WHAT TO WORK ON:
1. In the orthorexia article, which organization did Sondra Kronberg co-found?
2. Repeat the passage of the orthorexia article from "Should the Fitness" to "Treatment, 11, 385–94.".

Segment Start: GIVEN TEXT

Should the Fitness Industry Do More?
Amy Dixon questions whether the fitness industry should take a stand. “Can we create an awareness? A hashtag campaign? It is an obsession, and it is confusing for people, but it hasn’t gotten its time in the sun because we ‘aren’t that extreme’ yet. How do you know if [a person’s apparent orthorexia] is one step away from anorexia?” She ponders whether this presents managers with a liability issue, adding, “but there is no hard, fast policy. Maybe there isn’t a line, and maybe this is why it is hard to talk about,” she says.
Bratman, S. 2017. The authorized Bratman orthorexia self-test. Accessed Nov. 3, 2017: orthorexia.com.
Koven, N.S., & Abry, A.W. 2015. The clinical basis of orthrorexia nervosa: Emerging perspectives. Neuropsychiatric Disease and Treatment, 11, 385–94.
Identifying an Eating Disorder
Orthorexia manifests when the mind cannot flex from rules imposed upon it. “We define an eating disorder by the degree to which your thoughts and feelings about food, weight and exercise interfere with your quality of life,” explains Sondra Kronberg, MS, RD, co-founder of the National Eating Disorders Association. “Your ability to be spontaneous, to participate and be social, and not isolate yourself is key. If you shut down from life—where you will only eat sustainable salmon from Alaska—your world becomes small, and your food is an obsession.”
Amanda Vogel, MA, a social media consultant and blogger from Vancouver, British Columbia, says diet-related posts can help reveal the people who are dealing with orthorexia. “The trouble lies in those accounts and followers who cross the line, promoting unadulterated ‘pure’ eating with no deviations from a particular food plan. People struggling with orthorexia might use their social account to quell anxiety about eating anything that isn’t pure—and followers might perceive these accounts as proof or justification for healthy rigid eating behavior,” says Vogel.
Vogel explains that the easiest way to differentiate between healthy living and an unhealthy obsession is to consider a person’s intention and the degree to which he or she is using food to exert control over life. “If a person wants to share a particular food plan that has helped them, with the intention of empowering or motivating others, the strategy can be inspiring and health-promoting for both the poster and the follower.”
Steven Bratman, MD, MPH, a Colorado physician and the author of the Alternative Medicine Sourcebook, developed this list of eating behaviors to help clients figure out whether they have orthorexia (Bratman 2017). It’s not a diagnostic tool, but it can make people aware of their risks. The greater the number of “yes” answers, the higher the risk.
- I spend so much of my life thinking about, choosing and preparing healthy food that it interferes with other dimensions of my life, such as love, creativity, family, friendship, work and school.

Segment End: GIVEN TEXT
Segment Start: EXTRACTED INFORMATION

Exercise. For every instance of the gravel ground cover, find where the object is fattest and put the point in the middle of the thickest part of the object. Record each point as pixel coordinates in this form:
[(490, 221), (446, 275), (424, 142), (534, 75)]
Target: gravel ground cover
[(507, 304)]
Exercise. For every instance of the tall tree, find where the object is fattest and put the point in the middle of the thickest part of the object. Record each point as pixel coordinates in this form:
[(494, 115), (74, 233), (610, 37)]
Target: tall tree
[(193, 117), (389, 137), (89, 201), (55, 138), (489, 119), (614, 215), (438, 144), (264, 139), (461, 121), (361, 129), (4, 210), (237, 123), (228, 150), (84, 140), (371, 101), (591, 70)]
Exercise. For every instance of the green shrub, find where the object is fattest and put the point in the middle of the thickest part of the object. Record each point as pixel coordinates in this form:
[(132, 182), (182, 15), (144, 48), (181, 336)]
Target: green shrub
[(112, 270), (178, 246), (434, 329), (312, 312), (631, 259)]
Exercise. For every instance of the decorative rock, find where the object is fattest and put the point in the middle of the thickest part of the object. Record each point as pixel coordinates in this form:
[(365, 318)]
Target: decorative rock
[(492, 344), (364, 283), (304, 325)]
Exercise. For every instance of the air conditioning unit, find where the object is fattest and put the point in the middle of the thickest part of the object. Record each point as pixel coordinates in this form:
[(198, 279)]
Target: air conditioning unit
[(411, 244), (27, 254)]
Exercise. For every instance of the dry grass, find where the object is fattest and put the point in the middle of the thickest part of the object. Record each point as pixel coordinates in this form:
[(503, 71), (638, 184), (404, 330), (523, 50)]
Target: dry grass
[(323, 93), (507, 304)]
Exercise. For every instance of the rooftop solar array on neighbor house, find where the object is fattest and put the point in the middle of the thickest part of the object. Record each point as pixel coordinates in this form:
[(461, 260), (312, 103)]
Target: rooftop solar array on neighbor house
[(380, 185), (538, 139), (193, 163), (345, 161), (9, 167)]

Segment End: EXTRACTED INFORMATION

PER-TASK ANSWERS:
1. The National Eating Disorders Association.

2.
Should the Fitness Industry Do More?
Amy Dixon questions whether the fitness industry should take a stand. “Can we create an awareness? A hashtag campaign? It is an obsession, and it is confusing for people, but it hasn’t gotten its time in the sun because we ‘aren’t that extreme’ yet. How do you know if [a person’s apparent orthorexia] is one step away from anorexia?” She ponders whether this presents managers with a liability issue, adding, “but there is no hard, fast policy. Maybe there isn’t a line, and maybe this is why it is hard to talk about,” she says.
Bratman, S. 2017. The authorized Bratman orthorexia self-test. Accessed Nov. 3, 2017: orthorexia.com.
Koven, N.S., & Abry, A.W. 2015. The clinical basis of orthrorexia nervosa: Emerging perspectives. Neuropsychiatric Disease and Treatment, 11, 385–94.